Starting at the line with "Find the carved" in it, reproduce each line below through the last one, exactly, and include nothing else.

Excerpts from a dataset
- - - -

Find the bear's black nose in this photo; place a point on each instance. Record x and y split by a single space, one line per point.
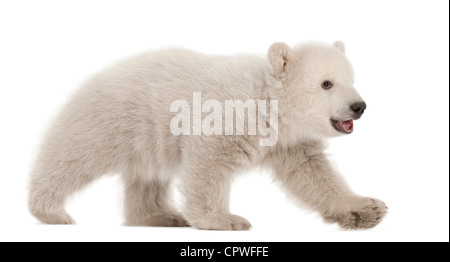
358 109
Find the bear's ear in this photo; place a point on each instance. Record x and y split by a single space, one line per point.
339 45
280 55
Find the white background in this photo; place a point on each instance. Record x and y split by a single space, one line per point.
399 151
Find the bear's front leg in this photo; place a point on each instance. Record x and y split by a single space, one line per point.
306 173
206 187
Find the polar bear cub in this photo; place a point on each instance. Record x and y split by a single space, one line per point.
146 120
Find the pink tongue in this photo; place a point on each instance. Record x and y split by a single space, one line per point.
347 126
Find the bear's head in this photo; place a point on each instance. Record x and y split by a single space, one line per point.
313 83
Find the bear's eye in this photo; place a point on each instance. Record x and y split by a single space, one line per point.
327 85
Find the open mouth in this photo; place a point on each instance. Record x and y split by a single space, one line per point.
345 127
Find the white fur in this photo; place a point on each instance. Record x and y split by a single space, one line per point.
119 123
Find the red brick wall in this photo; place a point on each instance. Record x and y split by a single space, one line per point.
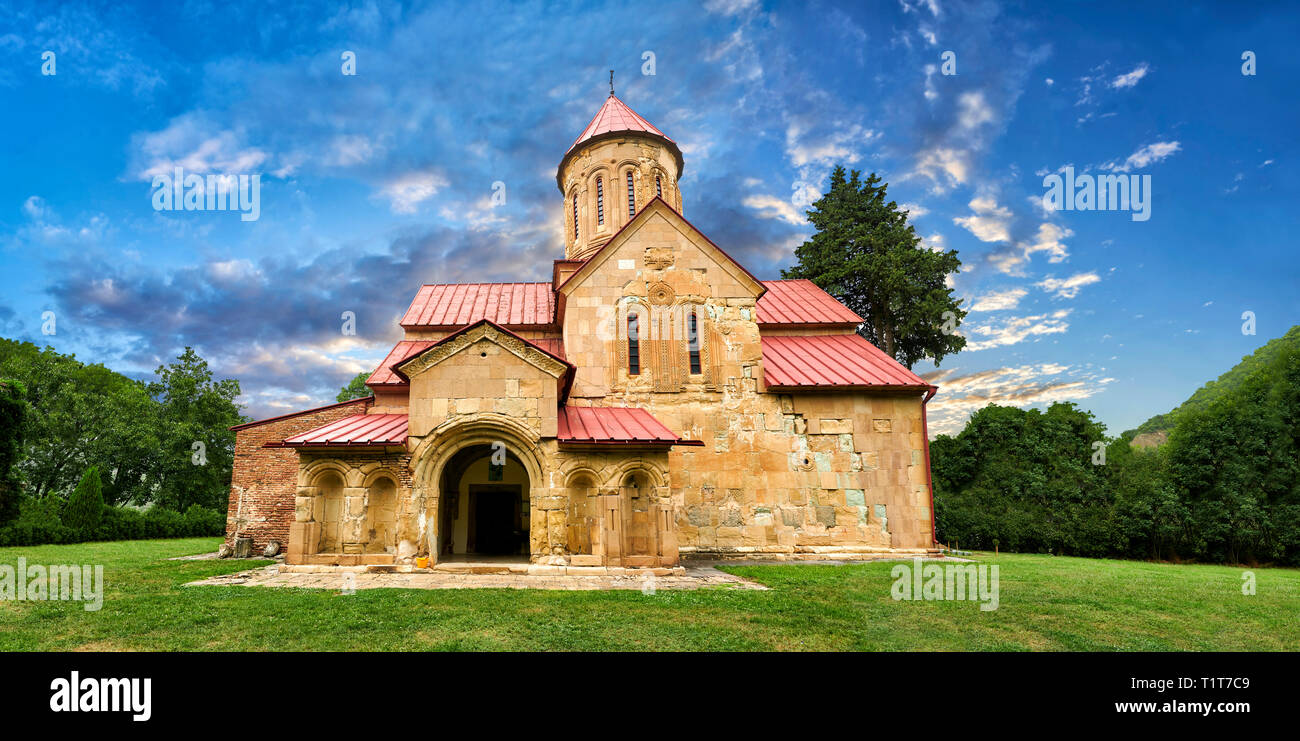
268 476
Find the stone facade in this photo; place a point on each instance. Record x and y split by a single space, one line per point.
264 479
649 315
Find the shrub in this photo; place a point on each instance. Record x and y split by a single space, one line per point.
85 507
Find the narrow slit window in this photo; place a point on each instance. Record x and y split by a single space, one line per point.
693 342
633 347
632 198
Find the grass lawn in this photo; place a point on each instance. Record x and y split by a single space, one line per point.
1047 603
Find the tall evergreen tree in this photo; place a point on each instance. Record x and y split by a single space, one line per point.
13 410
867 255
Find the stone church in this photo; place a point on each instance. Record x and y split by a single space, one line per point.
653 401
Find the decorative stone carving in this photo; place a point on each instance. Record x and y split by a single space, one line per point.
659 258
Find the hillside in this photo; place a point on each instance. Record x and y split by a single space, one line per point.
1155 430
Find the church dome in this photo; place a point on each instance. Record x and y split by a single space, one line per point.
615 118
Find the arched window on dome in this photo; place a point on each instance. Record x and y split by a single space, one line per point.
632 198
633 345
693 341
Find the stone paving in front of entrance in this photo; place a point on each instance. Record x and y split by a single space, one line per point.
696 576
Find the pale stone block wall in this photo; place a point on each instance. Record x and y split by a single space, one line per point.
485 377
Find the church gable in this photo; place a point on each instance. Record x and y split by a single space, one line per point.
484 369
662 239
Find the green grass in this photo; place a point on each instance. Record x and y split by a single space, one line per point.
1047 603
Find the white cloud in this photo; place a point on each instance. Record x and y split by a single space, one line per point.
944 165
1049 239
827 148
914 209
196 146
999 300
729 7
1017 329
973 109
772 207
1144 156
991 221
1013 386
1130 78
35 208
407 191
1067 287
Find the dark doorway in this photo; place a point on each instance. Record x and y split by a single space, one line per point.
494 520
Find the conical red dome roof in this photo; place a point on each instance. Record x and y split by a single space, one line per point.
615 118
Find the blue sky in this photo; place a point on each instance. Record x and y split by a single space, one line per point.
376 182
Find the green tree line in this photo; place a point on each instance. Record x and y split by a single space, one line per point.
1225 488
159 445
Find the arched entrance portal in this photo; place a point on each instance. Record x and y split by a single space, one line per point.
484 505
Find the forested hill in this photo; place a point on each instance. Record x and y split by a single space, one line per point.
1156 429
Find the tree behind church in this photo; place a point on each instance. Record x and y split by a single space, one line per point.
867 256
355 389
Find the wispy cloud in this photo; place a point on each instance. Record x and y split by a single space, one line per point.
1130 78
1067 287
961 394
1144 156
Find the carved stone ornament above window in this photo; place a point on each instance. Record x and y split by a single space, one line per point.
662 294
659 258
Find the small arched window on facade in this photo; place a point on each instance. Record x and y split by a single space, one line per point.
693 341
632 198
633 346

- - - -

RESPONSE BELOW:
Find the carved stone ornament above window in this photo; place a point on each instance. Record x and y split by a single space, one line per point.
662 294
659 258
Find the small arched window on facade in this photo; place a point on each instance. Record x and y split by a single space, one line per point.
693 341
632 198
633 346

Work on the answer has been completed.